## Text provided
-- Begin --

The movie then fast-forwards to 2023. Peter (who still looks the same 17 years later) is now a reclusive painter in an unnamed U.S. city, where he lives in a remote wooded area. He has changed his name and identity to Mark Nicholson. A 17-year-old girl named Sophia (played by Madison Bailey) suddenly shows up at the dive bar where Peter/Mark sells some of his paintings. Sophia, who says she is Elena’s daughter, seems to know who Peter really is, but he denies knowing who Peter Barrett is and insists that his name is Mark Nicholson.
Peter soon finds out that several other people are looking for him because they think he has classified data that he stole when he was a CIA operative. They include a smirking assassin named Ghost (played by Max Montesi), tough-talking CIA section chief Naomi Piasecki (played by Marie Avgeropoulos) and special CIA special agent Kim (played Luisa d’Oliveira), who is very subservient to Naomi. It all leads to chase scenes and shootouts, with Peter’s super-sensitive hearing being a ridiculous and ultimately unnecessary part of the story. “The Painter” is just an embarrassment for everyone involved.
Paramount Global Content Distribution released “The Painter” in select U.S. cinemas on January 5, 2024. The movie was released on digital and VOD on January 9, 2024.

-- End --

## Data shown
-- Begin --

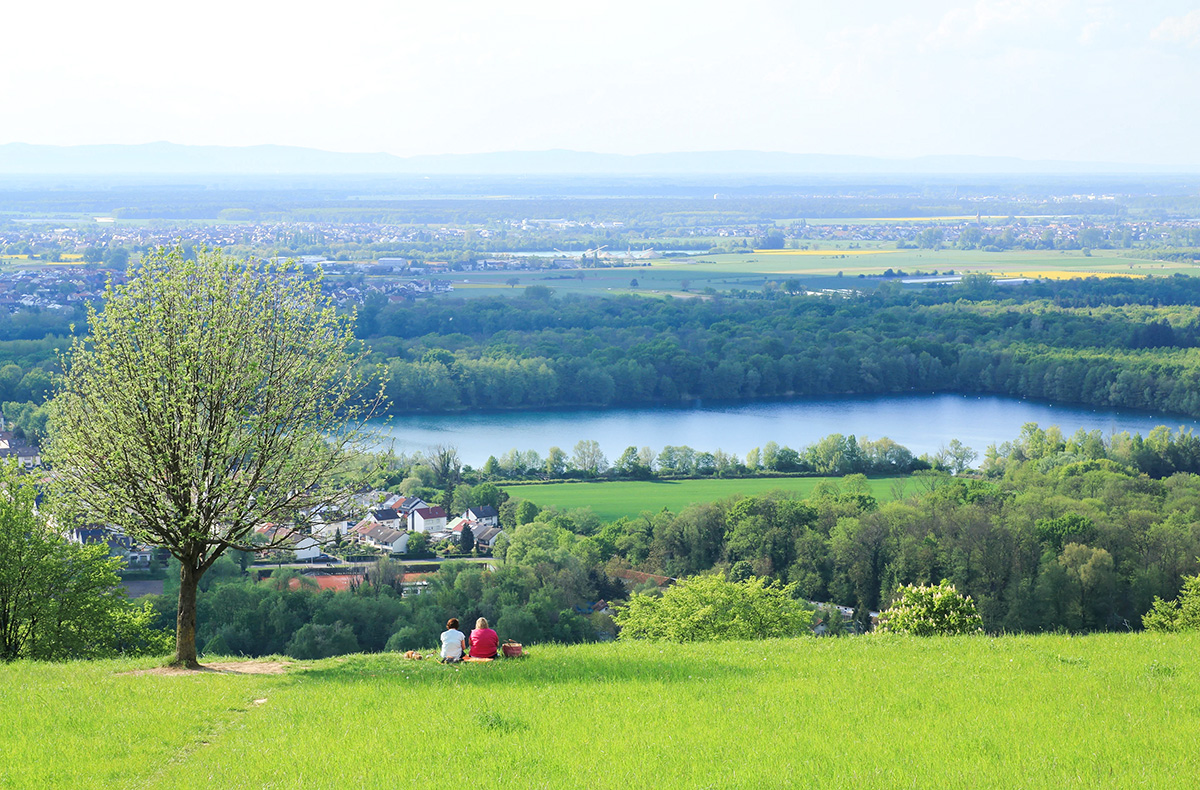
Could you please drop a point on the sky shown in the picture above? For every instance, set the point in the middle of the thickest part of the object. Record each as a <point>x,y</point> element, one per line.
<point>1039,79</point>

-- End --

## Exercise details
Using the passage about the movie "The Painter," list every actor it names along with the character each one plays.

## Expected answer
- Madison Bailey: Sophia
- Max Montesi: Ghost
- Marie Avgeropoulos: Naomi Piasecki
- Luisa d'Oliveira: Kim